**Exercise:** From the Chris Fleming biography, return verbatim the part that opens with the words containing "Chris Fleming (born" and closes with "his wife Anne.".

**Source passage:**
▬▬▬▬▬▬

Chris Fleming (born March 3, 1970) is an American professional basketball coach who is currently an assistant coach for the Chicago Bulls of the National Basketball Association (NBA). He was also a professional basketball player, who spent his whole pro playing career with the German 2nd Division club QTSV.

Playing career

College
Fleming grew up in Long Beach Island, New Jersey, before moving to Forked River, New Jersey with his family, when he was ten years of age. After playing high school basketball at Lacey Township High School, Fleming played college basketball at the University of Richmond, with the Richmond Spiders.

Professional
Fleming played professional basketball from 1994 to 2000, with the German 2nd Division club QTSV, based in the city of Quakenbrück. That is where he met his wife Anne.

Coaching career
Fleming began his coaching career as an assistant basketball coach with QTSV in 1998. In 2000, he became the head coach of QTSV and remained in that job until 2008. He guided the Quakenbrück-based team to promotion to the German top-flight level Basketball-Bundesliga, and to a German Cup title in 2008. He then became the head coach of Brose Bamberg in 2008. In October 2012, he extended his contract with Brose Baskets through 2016. However, in May 2014, Fleming parted ways with the club. Under Fleming's guidance, Bamberg captured four German championships and three German Cup titles. Fleming also received Bundesliga Coach of the Year honors in 2011.

▬▬▬▬▬▬

**Data provided:**
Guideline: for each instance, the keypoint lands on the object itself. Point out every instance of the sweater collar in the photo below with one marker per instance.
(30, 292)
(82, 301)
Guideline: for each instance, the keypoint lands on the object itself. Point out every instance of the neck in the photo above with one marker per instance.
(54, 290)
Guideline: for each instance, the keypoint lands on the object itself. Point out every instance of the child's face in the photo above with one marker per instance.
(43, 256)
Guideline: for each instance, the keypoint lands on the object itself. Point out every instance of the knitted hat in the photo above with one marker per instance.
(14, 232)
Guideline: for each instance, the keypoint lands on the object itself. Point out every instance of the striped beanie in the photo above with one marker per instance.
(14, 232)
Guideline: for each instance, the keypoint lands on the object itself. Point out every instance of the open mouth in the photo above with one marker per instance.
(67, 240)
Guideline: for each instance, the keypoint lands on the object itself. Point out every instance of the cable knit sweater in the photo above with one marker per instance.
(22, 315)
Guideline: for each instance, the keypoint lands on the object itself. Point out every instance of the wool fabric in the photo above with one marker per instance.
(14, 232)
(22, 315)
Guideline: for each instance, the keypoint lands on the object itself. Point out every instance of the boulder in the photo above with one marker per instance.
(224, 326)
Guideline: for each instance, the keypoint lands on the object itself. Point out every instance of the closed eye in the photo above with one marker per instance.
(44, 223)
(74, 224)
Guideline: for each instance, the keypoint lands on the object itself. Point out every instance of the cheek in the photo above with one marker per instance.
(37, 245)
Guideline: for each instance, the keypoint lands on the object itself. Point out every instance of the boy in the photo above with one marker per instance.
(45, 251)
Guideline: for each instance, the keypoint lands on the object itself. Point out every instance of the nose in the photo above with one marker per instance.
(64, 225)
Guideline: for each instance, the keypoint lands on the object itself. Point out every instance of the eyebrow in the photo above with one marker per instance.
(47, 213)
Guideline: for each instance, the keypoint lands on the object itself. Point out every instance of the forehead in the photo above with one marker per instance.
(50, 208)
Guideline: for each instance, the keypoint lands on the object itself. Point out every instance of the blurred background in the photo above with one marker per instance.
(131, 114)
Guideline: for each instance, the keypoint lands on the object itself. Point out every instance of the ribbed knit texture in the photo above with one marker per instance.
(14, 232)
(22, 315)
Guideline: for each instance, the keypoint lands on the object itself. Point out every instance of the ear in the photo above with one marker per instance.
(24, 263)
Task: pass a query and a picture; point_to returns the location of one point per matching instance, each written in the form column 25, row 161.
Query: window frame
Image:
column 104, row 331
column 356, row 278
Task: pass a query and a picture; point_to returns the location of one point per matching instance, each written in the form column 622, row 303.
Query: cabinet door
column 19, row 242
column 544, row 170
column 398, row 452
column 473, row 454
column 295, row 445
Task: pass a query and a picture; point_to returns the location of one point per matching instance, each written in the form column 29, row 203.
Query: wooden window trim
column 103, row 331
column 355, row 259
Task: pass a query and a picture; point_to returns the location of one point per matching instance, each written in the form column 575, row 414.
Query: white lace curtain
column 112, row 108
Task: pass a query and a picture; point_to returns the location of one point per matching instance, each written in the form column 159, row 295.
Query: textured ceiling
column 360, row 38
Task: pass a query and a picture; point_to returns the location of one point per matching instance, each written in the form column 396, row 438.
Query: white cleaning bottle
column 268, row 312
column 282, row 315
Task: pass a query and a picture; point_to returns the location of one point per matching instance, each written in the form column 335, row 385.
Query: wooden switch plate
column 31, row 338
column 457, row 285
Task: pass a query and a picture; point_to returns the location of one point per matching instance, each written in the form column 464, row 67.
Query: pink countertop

▬▬▬▬▬▬

**Result for this task:**
Chris Fleming (born March 3, 1970) is an American professional basketball coach who is currently an assistant coach for the Chicago Bulls of the National Basketball Association (NBA). He was also a professional basketball player, who spent his whole pro playing career with the German 2nd Division club QTSV.

Playing career

College
Fleming grew up in Long Beach Island, New Jersey, before moving to Forked River, New Jersey with his family, when he was ten years of age. After playing high school basketball at Lacey Township High School, Fleming played college basketball at the University of Richmond, with the Richmond Spiders.

Professional
Fleming played professional basketball from 1994 to 2000, with the German 2nd Division club QTSV, based in the city of Quakenbrück. That is where he met his wife Anne.